EXERCISE BRIEF: Update the entries below by replacing "quality-assurance pass" with "quality-control review" wherever it occurs, leaving all other text unchanged. Leave the pictures out of your answer.

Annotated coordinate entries
══════
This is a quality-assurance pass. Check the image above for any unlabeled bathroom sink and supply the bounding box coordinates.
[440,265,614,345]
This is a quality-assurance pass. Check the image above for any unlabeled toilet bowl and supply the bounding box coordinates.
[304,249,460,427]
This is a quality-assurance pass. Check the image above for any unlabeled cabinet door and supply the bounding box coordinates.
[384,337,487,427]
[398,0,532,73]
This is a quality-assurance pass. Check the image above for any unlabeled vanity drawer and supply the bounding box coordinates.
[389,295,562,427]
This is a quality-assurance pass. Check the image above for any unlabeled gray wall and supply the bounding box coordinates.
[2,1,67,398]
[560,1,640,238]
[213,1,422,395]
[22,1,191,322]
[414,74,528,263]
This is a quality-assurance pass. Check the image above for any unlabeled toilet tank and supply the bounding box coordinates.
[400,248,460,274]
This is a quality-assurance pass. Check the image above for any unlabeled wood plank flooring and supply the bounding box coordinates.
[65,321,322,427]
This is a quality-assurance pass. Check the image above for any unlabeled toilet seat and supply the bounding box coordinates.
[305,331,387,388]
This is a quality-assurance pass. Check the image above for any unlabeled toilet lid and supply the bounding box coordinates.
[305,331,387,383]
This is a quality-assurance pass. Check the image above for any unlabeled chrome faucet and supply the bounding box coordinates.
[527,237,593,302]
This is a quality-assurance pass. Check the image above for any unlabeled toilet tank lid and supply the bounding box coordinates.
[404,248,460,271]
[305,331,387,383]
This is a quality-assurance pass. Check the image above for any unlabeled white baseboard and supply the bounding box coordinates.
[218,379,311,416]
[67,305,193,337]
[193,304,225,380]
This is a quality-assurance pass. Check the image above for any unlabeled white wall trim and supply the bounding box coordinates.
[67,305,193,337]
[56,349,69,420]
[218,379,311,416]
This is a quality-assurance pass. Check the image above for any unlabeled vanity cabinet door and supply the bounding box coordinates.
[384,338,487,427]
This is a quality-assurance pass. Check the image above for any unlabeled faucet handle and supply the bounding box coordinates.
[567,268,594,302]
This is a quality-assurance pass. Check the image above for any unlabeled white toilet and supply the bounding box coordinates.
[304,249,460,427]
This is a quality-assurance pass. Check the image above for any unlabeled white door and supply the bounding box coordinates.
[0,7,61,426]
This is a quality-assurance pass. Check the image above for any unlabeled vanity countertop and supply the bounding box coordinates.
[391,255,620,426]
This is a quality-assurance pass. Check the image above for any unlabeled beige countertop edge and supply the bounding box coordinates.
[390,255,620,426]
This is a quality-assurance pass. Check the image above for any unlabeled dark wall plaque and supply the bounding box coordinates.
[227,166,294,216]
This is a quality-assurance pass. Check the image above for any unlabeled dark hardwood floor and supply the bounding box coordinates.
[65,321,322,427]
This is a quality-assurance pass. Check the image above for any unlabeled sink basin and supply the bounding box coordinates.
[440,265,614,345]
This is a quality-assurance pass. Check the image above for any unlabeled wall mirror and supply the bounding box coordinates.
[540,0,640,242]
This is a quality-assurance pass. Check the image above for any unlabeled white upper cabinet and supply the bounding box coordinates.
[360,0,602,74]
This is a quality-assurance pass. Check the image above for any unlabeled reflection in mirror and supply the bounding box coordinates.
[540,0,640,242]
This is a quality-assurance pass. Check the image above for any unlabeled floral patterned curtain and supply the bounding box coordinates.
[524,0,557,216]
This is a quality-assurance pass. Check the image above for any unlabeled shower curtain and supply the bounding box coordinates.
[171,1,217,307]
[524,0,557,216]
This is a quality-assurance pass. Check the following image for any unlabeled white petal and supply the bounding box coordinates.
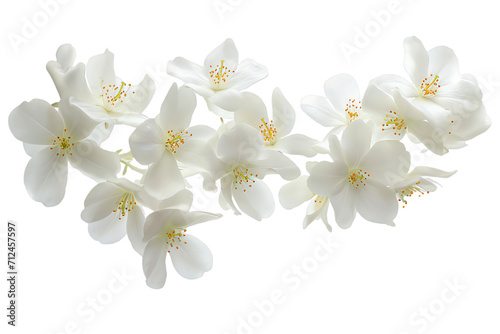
══════
FINISHED TASK:
This is a quality-control review. Check the image above for any unlabeled bathroom sink and supply the bounding box coordinates.
[440,265,614,345]
This is a quality-control review. Check the image above for any unlabeled toilet bowl and supply the bounding box coordinates.
[304,249,460,427]
This is a quality-control review. Check the image above for any unlabeled cabinet door and supply the bounding box coordinates.
[384,337,487,427]
[398,0,532,73]
This is a quality-control review. Check the image above for any unlabeled vanity drawer and supply the bounding box coordinates.
[389,295,562,427]
This is a quality-control review. Check the image above for any unlabeled gray wall and supply the bounding box coordinates.
[2,1,67,398]
[560,1,640,238]
[213,1,422,395]
[22,1,191,322]
[414,74,528,263]
This is a quality-control review. Check the image above for any unlabeled toilet tank and supply the bounding box coordinates.
[400,248,460,274]
This is a quality-control review. Check the image above for any unlabeled wood plank flooring and supply the bounding box coordinates.
[65,321,322,427]
This is a quality-control review. Check the image above for any unlabeled toilet seat and supply the bounding box coordinates.
[305,331,387,388]
This is a quality-control review. Check the image above for any unlabeled toilet lid and supply the bounding box coordinates.
[305,331,387,383]
This is a quality-control review. Check the image above for any unlabeled chrome faucet and supply the bounding box coordinates.
[527,237,593,302]
This is a quality-control review. Check the image above for any unlabeled toilet tank lid and supply the bounding box coordinates.
[404,248,460,271]
[305,331,387,383]
This is a quality-control review. Check the image above for any unlabeled white baseboard and supply the bounding box coordinates.
[218,379,311,416]
[67,305,193,337]
[193,304,225,380]
This is a quality-control review. Check the image above for any unlabeled white wall trim and supply the bounding box coordinates.
[67,305,193,337]
[56,349,69,420]
[218,379,311,416]
This is a quality-control review. Check the image above for any unlabeled vanity cabinet door and supply the bounding box coordinates.
[384,338,487,427]
This is a quality-control review. Check the image above for any unlabeled faucet handle and supply the bounding box coordinates.
[567,268,594,302]
This is a quality-control review. Check the image above for any unlabeled white toilet and supply the bounding box coordinates.
[304,249,460,427]
This is a quality-control review. Check the image above for any unlabeled white door and supply the bounding box coordinates.
[0,7,61,426]
This is a quality-control review. Check the image above for any unlabeled vanity countertop and supply the bounding box coordinates.
[391,255,620,426]
This is a quality-control review. Check the image above for any unlabeled beige countertop edge and supply the bounding box coordinates.
[390,255,620,426]
This is a quality-control review. Check the image above for any unlabeled dark wall plaque and supply the bounding box coordinates.
[227,166,294,216]
This is a quality-control review. Check the image above for any unlabeled dark hardwood floor and supply the bounding box coordinates.
[65,321,322,427]
This is a quality-control review. Check the image above for any unlabeled sink basin and supply the bounding box coordinates.
[440,265,614,345]
This is a quality-control review. Check the image above for any unlabeled wall mirror and supply the bounding box coordinates.
[540,0,640,242]
This is a quality-control review. Check the image above for any unlabeled white upper cabinet and supply the bounding box coordinates.
[360,0,602,74]
This is a quality-control review. Check the image above for any unlabeled reflection in mirror and supply the bounding box coordinates.
[540,0,640,242]
This is a quality-control review. Check the image above for any unlabeled floral patterned curtain and supply the bounding box coordinates.
[524,0,557,216]
This is a quality-control review. Check the image above for any unlabeled shower curtain and supply the bounding box coordinates.
[171,1,217,307]
[524,0,557,216]
This is a quality-control review. Check the following image for any unlabeled white petal and supply the bounding box coordinates.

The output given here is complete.